** TASK STATEMENT **
In your copy, include every line of the records exactly and no picture at all.

** DATASET RECORDS **
###
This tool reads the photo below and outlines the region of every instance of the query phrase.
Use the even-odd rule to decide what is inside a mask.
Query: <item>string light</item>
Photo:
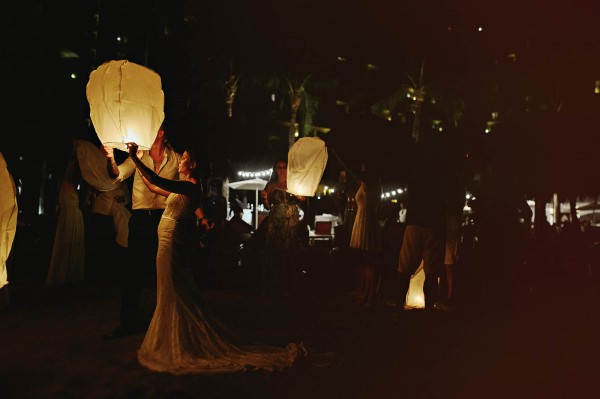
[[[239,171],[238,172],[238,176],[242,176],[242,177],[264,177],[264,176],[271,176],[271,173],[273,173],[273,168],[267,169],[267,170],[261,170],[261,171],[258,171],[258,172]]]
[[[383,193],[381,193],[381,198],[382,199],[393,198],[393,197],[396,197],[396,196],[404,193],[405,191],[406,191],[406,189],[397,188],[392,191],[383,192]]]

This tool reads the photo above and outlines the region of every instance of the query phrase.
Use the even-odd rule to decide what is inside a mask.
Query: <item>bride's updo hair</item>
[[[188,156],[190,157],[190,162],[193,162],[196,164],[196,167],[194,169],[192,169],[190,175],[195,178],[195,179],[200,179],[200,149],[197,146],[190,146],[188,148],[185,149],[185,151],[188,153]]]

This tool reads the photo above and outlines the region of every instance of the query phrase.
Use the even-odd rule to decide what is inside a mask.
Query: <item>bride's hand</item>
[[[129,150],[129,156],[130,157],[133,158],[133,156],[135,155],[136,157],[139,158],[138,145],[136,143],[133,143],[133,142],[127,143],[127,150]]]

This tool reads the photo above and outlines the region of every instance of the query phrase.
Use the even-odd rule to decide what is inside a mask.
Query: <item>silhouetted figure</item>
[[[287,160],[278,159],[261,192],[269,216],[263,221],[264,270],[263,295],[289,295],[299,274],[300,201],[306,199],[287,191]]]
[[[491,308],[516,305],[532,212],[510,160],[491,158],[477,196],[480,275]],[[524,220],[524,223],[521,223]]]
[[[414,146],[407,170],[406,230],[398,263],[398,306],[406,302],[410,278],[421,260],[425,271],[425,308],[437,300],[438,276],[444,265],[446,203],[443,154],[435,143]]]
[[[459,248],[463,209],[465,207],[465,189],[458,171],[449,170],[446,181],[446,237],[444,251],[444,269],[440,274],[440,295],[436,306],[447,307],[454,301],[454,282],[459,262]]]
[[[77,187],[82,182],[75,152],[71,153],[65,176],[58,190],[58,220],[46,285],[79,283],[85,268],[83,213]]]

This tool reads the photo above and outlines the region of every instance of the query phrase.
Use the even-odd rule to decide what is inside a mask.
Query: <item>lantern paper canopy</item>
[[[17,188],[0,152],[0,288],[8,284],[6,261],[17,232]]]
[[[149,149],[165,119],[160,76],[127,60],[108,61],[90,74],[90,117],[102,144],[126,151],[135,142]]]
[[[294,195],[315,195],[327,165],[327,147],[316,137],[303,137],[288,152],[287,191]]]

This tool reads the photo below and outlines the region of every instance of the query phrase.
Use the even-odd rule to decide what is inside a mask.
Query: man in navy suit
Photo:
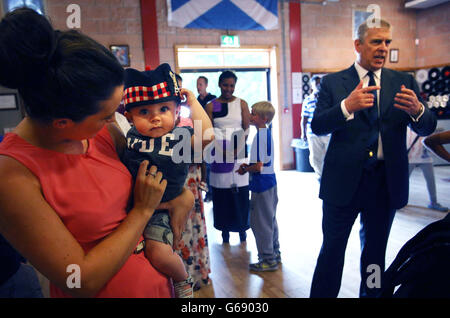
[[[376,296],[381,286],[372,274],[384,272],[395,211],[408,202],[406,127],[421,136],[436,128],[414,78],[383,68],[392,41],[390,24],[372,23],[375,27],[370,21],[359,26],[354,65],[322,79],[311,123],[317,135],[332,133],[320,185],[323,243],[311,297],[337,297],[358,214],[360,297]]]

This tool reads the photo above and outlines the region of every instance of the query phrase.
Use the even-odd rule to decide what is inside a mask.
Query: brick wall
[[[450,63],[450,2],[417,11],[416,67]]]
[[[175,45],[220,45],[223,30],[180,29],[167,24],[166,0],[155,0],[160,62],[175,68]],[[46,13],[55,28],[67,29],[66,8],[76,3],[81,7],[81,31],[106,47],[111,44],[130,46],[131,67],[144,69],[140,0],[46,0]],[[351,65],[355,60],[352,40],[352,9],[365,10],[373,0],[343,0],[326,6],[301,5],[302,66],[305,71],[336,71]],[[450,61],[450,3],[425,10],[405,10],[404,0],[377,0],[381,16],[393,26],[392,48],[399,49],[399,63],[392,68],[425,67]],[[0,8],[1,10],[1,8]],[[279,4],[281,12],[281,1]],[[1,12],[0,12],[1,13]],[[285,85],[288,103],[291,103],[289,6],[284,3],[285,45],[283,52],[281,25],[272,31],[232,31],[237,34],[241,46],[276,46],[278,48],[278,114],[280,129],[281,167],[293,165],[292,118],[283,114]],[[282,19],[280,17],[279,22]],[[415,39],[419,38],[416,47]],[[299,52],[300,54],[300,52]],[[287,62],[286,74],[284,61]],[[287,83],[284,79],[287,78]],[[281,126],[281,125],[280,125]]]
###
** EXERCISE OUTPUT **
This tool reads the photo below and outlines the region of every instance of the query phrase.
Use the even-odd rule to decide what is inside a mask.
Query: <item>string light</item>
Photo:
[[[239,171],[238,172],[238,176],[242,176],[242,177],[264,177],[264,176],[271,176],[271,173],[273,173],[273,168],[267,169],[267,170],[261,170],[261,171],[258,171],[258,172]]]
[[[383,193],[381,193],[381,198],[382,199],[393,198],[393,197],[396,197],[396,196],[404,193],[405,191],[406,191],[406,189],[397,188],[392,191],[383,192]]]

This tool reads the photo above and outlines the region of every instance of the query phrase.
Use the even-odd rule to decide what is inside a mask.
Query: <item>bride's updo hair</item>
[[[188,156],[190,157],[190,162],[193,162],[196,164],[196,167],[194,169],[192,169],[190,175],[195,178],[195,179],[200,179],[200,149],[197,146],[190,146],[188,148],[185,149],[185,151],[188,153]]]

This tool reads the photo above and outlines the region of every instance of the query phrase.
Use the even-odd rule to decide what is inside a mask.
Query: <item>bride's hand</item>
[[[129,150],[129,156],[130,157],[133,158],[133,156],[135,155],[136,157],[139,158],[138,145],[136,143],[133,143],[133,142],[127,143],[127,150]]]

This tool reads the photo above and outlines the region of every instance of the query phrase.
Use the even-odd rule to decide what is inside a mask.
Query: <item>silhouetted figure</item>
[[[287,160],[278,159],[261,192],[269,216],[263,221],[264,270],[263,295],[289,295],[299,274],[300,201],[306,199],[287,191]]]
[[[491,308],[516,305],[532,212],[510,160],[491,158],[477,196],[480,275]],[[524,220],[524,223],[521,223]]]
[[[414,146],[407,170],[406,230],[398,263],[398,306],[406,302],[410,278],[421,260],[425,271],[425,308],[437,300],[438,276],[444,265],[446,203],[443,154],[435,143]]]
[[[459,248],[463,209],[465,207],[465,189],[458,171],[449,170],[446,181],[446,237],[444,251],[444,269],[440,274],[440,295],[436,306],[447,307],[454,301],[454,282],[459,262]]]
[[[77,187],[82,182],[75,152],[71,153],[65,176],[58,190],[58,220],[46,285],[79,283],[85,268],[83,213]]]

This tool reads the photo above and outlines the region of every instance of the query phrase.
Use the even-odd rule to decide what is inside a mask.
Query: <item>lantern paper canopy</item>
[[[17,188],[0,152],[0,288],[8,284],[6,261],[17,232]]]
[[[149,149],[165,119],[160,76],[127,60],[108,61],[90,74],[90,117],[102,144],[126,151],[135,142]]]
[[[294,195],[315,195],[327,165],[327,147],[316,137],[303,137],[288,152],[287,191]]]

This tool reads the photo below and outlines the region of every instance of the query phrase.
Use the even-odd rule to decide what is inside a mask.
Query: man in navy suit
Photo:
[[[376,296],[381,286],[372,274],[384,272],[395,211],[408,202],[406,127],[421,136],[436,128],[414,78],[383,68],[392,41],[390,24],[372,23],[375,27],[370,21],[359,26],[354,65],[322,79],[311,123],[317,135],[332,133],[320,185],[323,243],[311,297],[337,297],[358,214],[360,297]]]

This tool reads the photo above and outlines the region of every instance of the query phrase.
Use the even-odd rule to decide what is inside a mask.
Query: brick wall
[[[450,63],[450,2],[417,11],[416,67]]]
[[[175,45],[220,45],[223,30],[180,29],[167,24],[166,0],[155,0],[160,62],[175,68]],[[46,13],[55,28],[67,29],[66,8],[76,3],[81,7],[81,31],[106,47],[111,44],[130,46],[131,67],[144,69],[140,0],[46,0]],[[351,65],[355,60],[352,40],[352,9],[365,10],[373,0],[343,0],[326,6],[301,5],[302,66],[305,71],[336,71]],[[450,61],[450,3],[425,10],[405,10],[404,0],[377,0],[381,16],[393,26],[392,48],[399,49],[399,63],[392,68],[425,67]],[[0,8],[1,10],[1,8]],[[279,4],[281,12],[281,1]],[[1,12],[0,12],[1,13]],[[285,85],[288,103],[291,103],[289,6],[284,3],[285,45],[283,52],[281,25],[272,31],[232,31],[237,34],[241,46],[276,46],[278,48],[278,114],[280,129],[281,167],[293,165],[292,118],[283,114]],[[282,19],[280,17],[279,22]],[[415,39],[419,38],[416,47]],[[299,52],[300,54],[300,52]],[[287,62],[286,74],[284,61]],[[287,83],[284,79],[287,78]],[[281,126],[281,125],[280,125]]]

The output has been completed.